[Region labeling entries]
--------

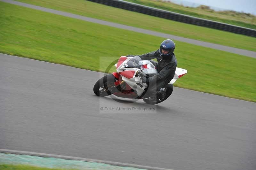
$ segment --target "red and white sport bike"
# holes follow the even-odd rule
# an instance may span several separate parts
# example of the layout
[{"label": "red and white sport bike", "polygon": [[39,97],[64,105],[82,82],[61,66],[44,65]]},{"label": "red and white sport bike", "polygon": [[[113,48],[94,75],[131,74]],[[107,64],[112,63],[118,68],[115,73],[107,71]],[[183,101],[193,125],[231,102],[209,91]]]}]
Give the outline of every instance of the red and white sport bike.
[{"label": "red and white sport bike", "polygon": [[142,74],[151,77],[157,73],[154,64],[149,60],[142,60],[138,56],[133,57],[122,56],[115,65],[117,72],[105,75],[99,80],[93,87],[94,93],[100,96],[113,94],[125,98],[142,98],[146,103],[151,104],[161,102],[172,94],[172,84],[188,71],[177,67],[173,78],[165,87],[160,89],[156,99],[152,100],[151,97],[143,97],[148,85],[142,83],[140,77]]}]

--------

• _Work required_: Revise the lines of the listing from its start through the line containing "Give the outline", inclusive, swapping "sport bike" for "motorcycle" and keeping everything else unchanged. Leave the pictures out of your answer.

• _Exercise solution_:
$ segment --target "red and white motorcycle"
# holes follow the even-odd rule
# an instance may span several separate parts
# example of the layout
[{"label": "red and white motorcycle", "polygon": [[39,97],[64,105],[82,82],[61,66],[44,65]]},{"label": "red and white motorcycle", "polygon": [[[113,48],[94,75],[131,74]],[[107,64],[112,63],[118,68],[115,73],[107,71]],[[183,101],[193,125],[231,102],[209,91]]]}]
Give the outline of every instance of the red and white motorcycle.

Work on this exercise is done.